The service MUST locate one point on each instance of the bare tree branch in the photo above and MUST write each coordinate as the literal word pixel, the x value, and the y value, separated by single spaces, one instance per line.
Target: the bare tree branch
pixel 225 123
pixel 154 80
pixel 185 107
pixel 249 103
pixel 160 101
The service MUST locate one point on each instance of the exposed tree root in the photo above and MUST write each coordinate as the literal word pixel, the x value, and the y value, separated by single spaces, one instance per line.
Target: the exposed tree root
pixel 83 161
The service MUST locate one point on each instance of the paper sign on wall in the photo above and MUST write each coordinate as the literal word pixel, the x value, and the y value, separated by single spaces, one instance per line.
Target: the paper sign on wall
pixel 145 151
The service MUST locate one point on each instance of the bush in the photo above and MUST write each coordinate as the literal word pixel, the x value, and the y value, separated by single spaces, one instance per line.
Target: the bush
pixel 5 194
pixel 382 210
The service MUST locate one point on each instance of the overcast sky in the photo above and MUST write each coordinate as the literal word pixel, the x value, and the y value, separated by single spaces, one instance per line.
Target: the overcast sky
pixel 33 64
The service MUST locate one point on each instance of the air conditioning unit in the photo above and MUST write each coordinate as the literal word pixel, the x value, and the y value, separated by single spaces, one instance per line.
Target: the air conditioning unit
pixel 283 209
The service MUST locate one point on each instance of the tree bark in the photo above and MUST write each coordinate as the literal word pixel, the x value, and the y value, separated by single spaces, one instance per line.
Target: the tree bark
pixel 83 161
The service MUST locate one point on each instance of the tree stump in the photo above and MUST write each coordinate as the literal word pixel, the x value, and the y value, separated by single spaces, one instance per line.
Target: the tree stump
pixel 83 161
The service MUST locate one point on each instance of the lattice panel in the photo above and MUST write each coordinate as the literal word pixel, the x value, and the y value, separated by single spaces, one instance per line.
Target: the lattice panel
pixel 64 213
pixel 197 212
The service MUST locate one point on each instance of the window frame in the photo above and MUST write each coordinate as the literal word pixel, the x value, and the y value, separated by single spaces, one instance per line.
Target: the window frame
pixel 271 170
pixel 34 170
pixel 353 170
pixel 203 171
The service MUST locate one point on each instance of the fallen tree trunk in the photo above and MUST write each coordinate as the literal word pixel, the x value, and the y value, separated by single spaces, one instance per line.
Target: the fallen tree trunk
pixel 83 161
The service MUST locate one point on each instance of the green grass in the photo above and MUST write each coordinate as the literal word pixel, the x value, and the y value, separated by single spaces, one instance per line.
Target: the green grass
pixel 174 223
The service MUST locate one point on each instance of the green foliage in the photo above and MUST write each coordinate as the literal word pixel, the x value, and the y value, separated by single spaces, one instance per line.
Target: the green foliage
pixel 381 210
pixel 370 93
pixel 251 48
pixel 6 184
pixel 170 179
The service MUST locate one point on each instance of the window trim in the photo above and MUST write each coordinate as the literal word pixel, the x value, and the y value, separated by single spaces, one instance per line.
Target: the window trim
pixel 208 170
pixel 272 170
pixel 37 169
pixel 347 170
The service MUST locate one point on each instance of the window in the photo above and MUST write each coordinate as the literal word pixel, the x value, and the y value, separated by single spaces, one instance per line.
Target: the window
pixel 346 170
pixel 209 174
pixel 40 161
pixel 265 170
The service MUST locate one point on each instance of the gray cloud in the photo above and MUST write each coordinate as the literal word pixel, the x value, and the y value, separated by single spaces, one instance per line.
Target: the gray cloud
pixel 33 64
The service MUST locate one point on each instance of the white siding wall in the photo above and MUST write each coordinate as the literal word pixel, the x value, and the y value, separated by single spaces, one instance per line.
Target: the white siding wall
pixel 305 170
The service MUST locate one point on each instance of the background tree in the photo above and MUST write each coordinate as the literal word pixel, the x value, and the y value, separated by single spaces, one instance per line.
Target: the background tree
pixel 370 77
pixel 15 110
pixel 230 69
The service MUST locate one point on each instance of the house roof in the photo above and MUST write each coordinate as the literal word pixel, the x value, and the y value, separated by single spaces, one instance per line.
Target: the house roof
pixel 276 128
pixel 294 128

* * * * * * *

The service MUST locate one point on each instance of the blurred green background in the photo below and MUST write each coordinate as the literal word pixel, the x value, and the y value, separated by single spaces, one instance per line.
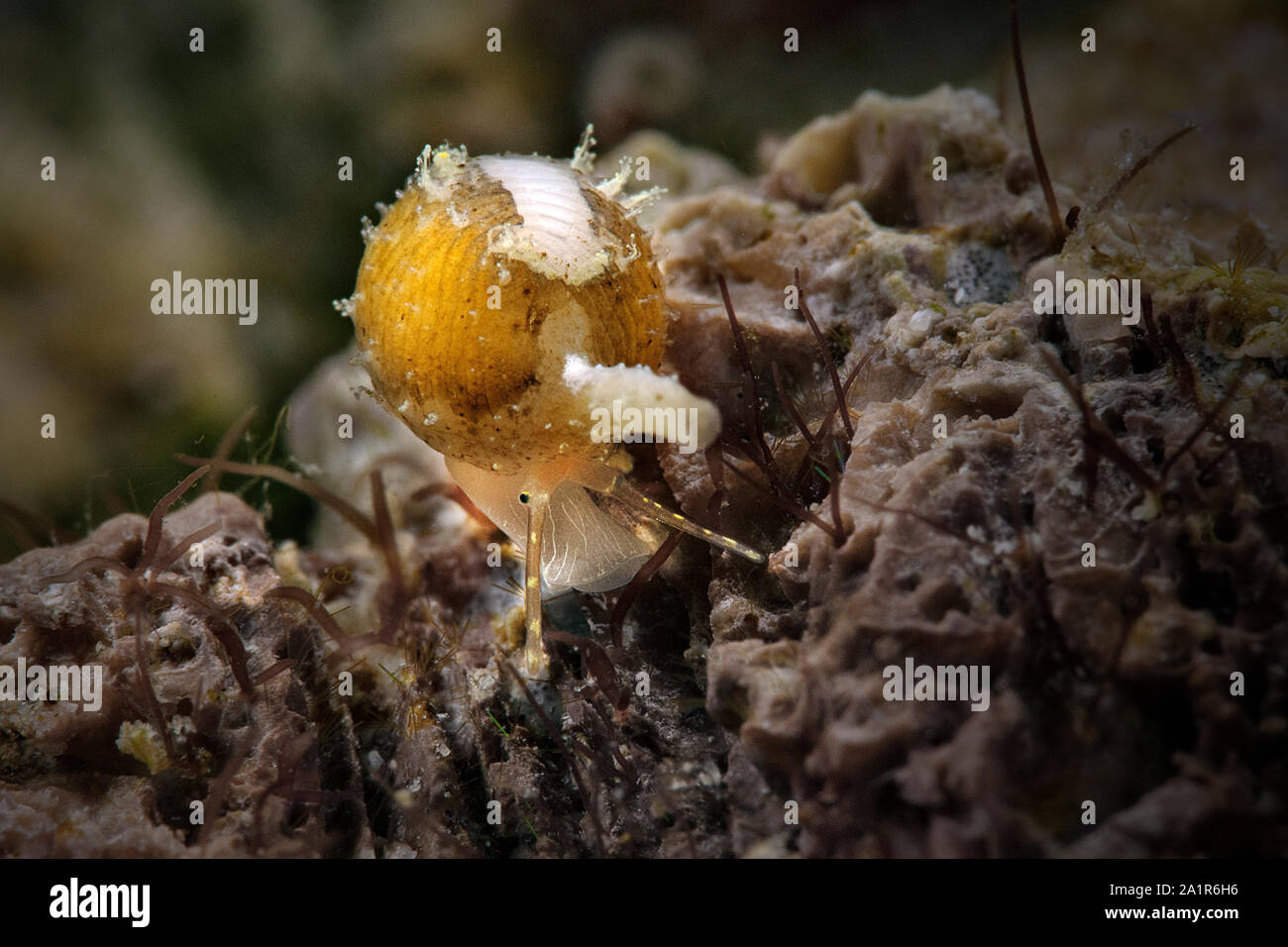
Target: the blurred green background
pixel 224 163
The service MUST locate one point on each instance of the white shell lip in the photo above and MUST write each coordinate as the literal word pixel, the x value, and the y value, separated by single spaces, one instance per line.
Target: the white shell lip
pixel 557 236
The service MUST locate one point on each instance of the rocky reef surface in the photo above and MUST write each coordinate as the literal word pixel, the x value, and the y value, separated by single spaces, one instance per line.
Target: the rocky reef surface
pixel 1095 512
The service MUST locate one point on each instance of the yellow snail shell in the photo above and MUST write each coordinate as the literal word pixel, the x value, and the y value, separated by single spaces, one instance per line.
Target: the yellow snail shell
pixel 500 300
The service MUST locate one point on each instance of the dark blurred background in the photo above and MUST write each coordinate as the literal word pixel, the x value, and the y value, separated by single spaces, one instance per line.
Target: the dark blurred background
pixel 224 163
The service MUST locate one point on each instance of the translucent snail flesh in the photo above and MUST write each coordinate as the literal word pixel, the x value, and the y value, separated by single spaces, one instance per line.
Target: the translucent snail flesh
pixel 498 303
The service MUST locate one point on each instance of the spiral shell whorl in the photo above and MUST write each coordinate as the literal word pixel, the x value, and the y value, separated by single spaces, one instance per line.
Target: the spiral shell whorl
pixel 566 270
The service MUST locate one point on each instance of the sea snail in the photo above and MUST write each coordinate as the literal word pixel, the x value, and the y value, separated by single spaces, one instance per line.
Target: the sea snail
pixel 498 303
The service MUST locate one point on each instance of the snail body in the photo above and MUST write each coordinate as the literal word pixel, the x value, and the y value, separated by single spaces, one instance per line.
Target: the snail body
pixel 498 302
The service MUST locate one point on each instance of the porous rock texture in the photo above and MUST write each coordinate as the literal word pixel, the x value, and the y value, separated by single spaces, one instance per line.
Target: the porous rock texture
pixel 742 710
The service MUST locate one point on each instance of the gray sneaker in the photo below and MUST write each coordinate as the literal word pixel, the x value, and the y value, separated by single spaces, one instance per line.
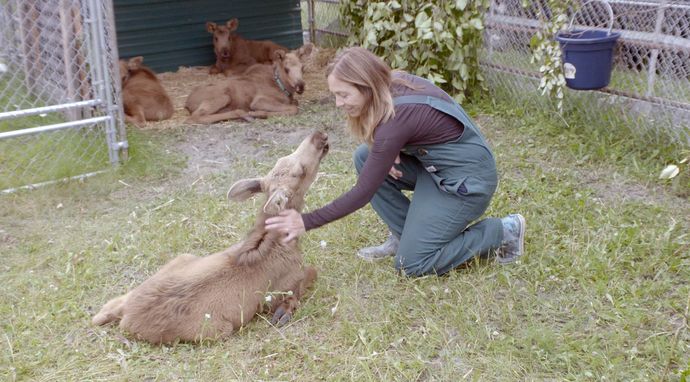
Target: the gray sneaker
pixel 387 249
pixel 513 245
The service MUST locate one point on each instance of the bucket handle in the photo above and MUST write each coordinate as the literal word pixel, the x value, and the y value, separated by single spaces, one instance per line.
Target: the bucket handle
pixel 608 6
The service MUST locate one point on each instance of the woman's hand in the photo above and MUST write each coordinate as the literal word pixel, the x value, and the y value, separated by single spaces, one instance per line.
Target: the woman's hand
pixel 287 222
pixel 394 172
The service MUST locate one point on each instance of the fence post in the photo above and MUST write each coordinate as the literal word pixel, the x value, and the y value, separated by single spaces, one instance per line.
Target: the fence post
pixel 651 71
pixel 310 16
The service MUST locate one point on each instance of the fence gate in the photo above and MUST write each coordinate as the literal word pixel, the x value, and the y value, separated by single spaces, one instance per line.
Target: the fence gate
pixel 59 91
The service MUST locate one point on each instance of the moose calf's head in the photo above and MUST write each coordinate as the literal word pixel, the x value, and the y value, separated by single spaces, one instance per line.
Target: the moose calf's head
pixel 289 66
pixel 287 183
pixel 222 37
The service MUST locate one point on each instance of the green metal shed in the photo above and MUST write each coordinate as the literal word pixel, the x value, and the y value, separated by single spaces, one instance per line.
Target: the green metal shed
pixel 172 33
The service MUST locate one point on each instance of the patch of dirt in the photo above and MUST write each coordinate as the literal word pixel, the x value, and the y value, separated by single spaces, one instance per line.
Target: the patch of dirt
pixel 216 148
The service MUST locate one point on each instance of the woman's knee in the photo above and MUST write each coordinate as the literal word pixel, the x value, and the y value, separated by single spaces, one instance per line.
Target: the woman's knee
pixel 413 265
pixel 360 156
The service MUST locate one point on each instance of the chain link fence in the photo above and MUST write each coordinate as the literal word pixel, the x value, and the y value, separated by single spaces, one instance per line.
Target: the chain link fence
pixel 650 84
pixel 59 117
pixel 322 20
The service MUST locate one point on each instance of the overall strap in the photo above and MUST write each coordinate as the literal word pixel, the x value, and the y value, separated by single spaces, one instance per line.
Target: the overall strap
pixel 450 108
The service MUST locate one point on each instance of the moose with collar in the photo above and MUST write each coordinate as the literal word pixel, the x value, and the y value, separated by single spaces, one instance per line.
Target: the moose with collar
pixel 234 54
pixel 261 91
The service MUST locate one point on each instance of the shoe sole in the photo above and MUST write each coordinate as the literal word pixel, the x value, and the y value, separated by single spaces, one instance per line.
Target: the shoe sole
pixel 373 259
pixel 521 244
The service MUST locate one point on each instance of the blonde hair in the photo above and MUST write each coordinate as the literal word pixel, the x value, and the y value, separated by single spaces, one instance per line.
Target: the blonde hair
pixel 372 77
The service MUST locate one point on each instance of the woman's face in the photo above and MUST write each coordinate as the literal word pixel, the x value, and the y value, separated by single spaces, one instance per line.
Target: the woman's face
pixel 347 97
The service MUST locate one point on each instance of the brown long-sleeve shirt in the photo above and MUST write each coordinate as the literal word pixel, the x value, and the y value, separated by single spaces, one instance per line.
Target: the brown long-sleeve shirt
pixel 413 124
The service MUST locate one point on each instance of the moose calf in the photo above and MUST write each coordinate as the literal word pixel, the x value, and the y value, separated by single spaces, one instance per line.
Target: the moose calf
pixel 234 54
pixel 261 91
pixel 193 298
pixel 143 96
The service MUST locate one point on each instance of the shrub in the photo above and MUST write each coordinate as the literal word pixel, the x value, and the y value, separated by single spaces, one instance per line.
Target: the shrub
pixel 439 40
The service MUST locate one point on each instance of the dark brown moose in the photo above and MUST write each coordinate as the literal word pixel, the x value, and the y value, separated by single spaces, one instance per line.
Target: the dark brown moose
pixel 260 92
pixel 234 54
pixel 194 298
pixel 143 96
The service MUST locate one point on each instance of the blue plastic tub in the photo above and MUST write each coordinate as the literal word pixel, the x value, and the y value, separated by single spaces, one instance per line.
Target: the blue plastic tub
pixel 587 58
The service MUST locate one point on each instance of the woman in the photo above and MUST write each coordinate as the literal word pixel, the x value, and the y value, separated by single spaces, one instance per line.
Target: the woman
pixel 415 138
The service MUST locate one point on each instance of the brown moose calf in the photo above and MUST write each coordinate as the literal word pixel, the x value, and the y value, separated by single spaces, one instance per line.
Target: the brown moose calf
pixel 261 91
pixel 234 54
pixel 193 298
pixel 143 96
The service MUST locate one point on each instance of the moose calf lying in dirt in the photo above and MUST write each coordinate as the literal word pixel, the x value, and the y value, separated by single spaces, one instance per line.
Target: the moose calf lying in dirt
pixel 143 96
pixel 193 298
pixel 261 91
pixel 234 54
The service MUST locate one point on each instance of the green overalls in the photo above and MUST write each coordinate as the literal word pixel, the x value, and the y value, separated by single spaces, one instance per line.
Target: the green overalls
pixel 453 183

* * * * * * *

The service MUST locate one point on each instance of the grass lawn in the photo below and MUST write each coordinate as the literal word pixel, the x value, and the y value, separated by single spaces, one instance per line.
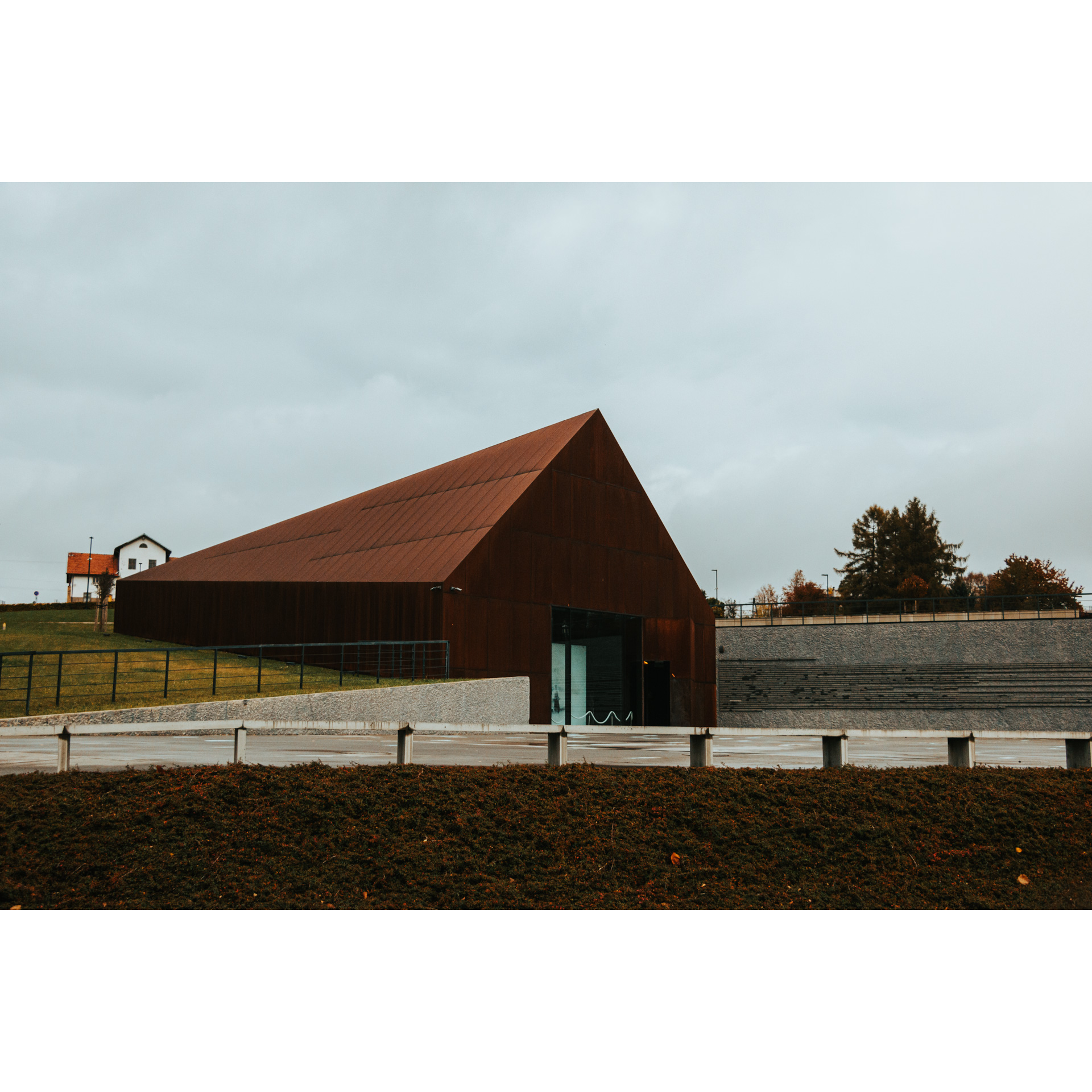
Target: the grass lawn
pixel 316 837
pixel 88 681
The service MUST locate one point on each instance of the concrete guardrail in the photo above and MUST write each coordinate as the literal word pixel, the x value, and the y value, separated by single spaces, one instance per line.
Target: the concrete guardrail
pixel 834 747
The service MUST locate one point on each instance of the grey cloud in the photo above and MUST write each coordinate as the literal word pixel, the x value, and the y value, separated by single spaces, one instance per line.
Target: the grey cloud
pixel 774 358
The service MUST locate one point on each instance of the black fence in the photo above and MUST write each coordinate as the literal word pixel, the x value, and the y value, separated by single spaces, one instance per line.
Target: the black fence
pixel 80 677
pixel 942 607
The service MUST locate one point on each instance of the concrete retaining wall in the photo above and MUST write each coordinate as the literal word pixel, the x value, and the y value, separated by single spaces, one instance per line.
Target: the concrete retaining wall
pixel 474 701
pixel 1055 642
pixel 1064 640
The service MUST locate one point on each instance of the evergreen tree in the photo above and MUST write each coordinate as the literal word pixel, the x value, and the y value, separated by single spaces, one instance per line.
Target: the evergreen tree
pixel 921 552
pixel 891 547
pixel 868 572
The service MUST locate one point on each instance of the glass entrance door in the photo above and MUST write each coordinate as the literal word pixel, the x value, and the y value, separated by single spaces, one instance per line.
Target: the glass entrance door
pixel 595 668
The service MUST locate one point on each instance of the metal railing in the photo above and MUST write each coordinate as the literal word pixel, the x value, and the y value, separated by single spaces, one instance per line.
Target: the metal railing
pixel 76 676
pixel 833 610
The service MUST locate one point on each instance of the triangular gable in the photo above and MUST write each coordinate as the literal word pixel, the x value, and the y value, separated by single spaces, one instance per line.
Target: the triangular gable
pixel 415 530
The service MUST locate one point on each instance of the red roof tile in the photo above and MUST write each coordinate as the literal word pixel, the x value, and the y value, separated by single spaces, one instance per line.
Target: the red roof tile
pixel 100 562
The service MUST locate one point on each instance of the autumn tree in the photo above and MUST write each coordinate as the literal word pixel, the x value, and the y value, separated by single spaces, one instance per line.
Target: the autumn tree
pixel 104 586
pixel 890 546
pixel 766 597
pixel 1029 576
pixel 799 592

* * * * * * *

Mostre cada linha acima que contém a palavra "patch", copiada sem alterações. Maiúsculas e minúsculas devem ser levadas em conta.

The service MUST locate one point on each instance of the patch of dirt in the photo above and MUST write each coordinate as the literal word pixel, the x value, and the y value, separated by single spaces, one instance per line.
Target: the patch of dirt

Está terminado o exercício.